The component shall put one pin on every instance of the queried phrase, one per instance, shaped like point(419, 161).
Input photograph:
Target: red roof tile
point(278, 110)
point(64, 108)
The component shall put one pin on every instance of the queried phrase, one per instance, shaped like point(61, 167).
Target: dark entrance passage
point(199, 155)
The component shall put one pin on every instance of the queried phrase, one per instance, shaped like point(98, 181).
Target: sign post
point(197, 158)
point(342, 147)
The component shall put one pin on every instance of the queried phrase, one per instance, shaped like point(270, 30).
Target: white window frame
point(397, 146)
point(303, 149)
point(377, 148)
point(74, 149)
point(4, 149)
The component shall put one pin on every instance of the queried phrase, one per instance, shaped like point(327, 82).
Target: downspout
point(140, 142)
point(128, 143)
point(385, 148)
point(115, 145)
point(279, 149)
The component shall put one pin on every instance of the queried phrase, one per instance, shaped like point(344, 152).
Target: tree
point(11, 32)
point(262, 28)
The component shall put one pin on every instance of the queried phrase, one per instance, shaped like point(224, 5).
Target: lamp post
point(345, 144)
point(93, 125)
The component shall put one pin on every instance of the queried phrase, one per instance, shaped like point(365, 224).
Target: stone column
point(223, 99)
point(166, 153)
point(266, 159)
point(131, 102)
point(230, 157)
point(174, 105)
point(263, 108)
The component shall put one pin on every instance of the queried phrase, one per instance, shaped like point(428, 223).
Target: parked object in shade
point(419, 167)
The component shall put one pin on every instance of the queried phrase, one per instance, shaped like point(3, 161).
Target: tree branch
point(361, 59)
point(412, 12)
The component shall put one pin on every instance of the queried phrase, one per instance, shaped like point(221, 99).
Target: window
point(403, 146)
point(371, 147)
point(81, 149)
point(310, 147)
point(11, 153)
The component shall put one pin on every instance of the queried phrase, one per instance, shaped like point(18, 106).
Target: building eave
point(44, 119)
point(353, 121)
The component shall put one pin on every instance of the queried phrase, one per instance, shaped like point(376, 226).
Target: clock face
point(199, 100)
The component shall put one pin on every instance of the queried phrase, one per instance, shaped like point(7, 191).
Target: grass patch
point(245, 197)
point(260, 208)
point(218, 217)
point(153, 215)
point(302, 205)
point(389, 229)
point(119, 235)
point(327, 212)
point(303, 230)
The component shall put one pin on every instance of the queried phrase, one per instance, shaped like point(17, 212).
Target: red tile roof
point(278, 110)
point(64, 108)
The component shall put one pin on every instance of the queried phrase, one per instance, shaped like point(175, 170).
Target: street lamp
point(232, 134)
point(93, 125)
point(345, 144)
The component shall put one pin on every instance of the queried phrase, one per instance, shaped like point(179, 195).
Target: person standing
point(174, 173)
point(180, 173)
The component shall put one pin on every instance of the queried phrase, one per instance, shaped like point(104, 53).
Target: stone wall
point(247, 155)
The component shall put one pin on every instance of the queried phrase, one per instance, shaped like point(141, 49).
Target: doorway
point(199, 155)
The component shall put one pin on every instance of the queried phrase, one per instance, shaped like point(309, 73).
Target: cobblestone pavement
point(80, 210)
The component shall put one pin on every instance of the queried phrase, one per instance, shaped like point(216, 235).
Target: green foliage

WHAT TO WORK ON:
From the listing above, extract all records word for word.

FINAL RESULT:
The component shall put one pin on every instance of the queried phrase, one per instance, shaped like point(419, 161).
Input photograph:
Target: red roof tile
point(278, 110)
point(64, 108)
The component shall put one pin on every instance of the queried phrase, one per instance, shaped like point(61, 167).
Target: dark entrance passage
point(199, 155)
The component shall put one pin on every instance of the queried phrase, one per instance, shaped like point(98, 181).
Target: sign post
point(197, 158)
point(342, 147)
The component shall put one pin on every instance of the queried phrase, one per instance, shaped like point(270, 30).
Target: white window frame
point(397, 146)
point(303, 149)
point(377, 148)
point(74, 149)
point(4, 149)
The component shall put one pin on every instance of the queried phrase, one per instance, shaped like point(327, 82).
Target: downspout
point(140, 142)
point(128, 143)
point(385, 148)
point(115, 145)
point(279, 149)
The component shall put one pin on every instance of the queried phrase, one per instance, shaped like point(344, 152).
Target: tree
point(11, 32)
point(262, 28)
The component shall put one pin on every instance of the queried phrase, one per instance, shaped like point(224, 5).
Target: lamp post
point(345, 144)
point(93, 125)
The component shall put one pin on every instance of the queried phrase, one per instance, shaped like point(365, 224).
Target: stone column
point(223, 99)
point(166, 153)
point(266, 159)
point(131, 102)
point(230, 157)
point(174, 105)
point(263, 108)
The component shall put one pin on every instance of the queried phrase, one per instance, shaped like point(428, 223).
Target: parked object in shade
point(419, 167)
The component shall put one pin on every instance of the queried phrase, one per instance, shaped like point(3, 161).
Target: tree branch
point(361, 59)
point(412, 12)
The component shall put one pin on every instance of the queried phrase, one per instance, shaped like point(221, 99).
Target: window
point(403, 146)
point(371, 147)
point(81, 149)
point(310, 147)
point(11, 153)
The component shall put one pin on every instance of the queried phrase, one per instance, shaped like point(18, 106).
Target: building eave
point(44, 119)
point(353, 121)
The component shall put one pin on every instance of the queried phrase, one per instance, shaped like point(376, 226).
Target: clock face
point(199, 100)
The component shall put one pin on every instance of the queried phrase, one per instance, shaped like point(7, 191).
Target: grass patch
point(245, 197)
point(260, 208)
point(218, 217)
point(153, 215)
point(302, 205)
point(389, 229)
point(119, 235)
point(327, 212)
point(303, 230)
The component shall put one pin on every instance of the queried phrase, one per instance, shaped like point(17, 212).
Target: red tile roof
point(278, 110)
point(64, 108)
The component shall put one pin on every instance of the queried phrase, one per instance, shaped like point(175, 170).
Target: street lamp
point(232, 134)
point(93, 125)
point(345, 144)
The component shall put one pin on every instance of the queried phrase, one per instance, shaped like point(179, 195).
Target: person standing
point(174, 173)
point(180, 173)
The component shall put one pin on every instance of the queried phrase, one per instance, shaped like point(104, 53).
Target: stone wall
point(247, 155)
The component shall put one pin on every instance of the queried phrase, one per instance, shaped like point(141, 49).
Target: doorway
point(199, 155)
The component shall put one pin on every instance of the queried phrase, one per instance, shaped like point(309, 73).
Target: cobblestone pavement
point(80, 210)
The component shall put one pin on every instance of the queried phrase, one per instance, shaped like point(216, 235).
Target: green foliage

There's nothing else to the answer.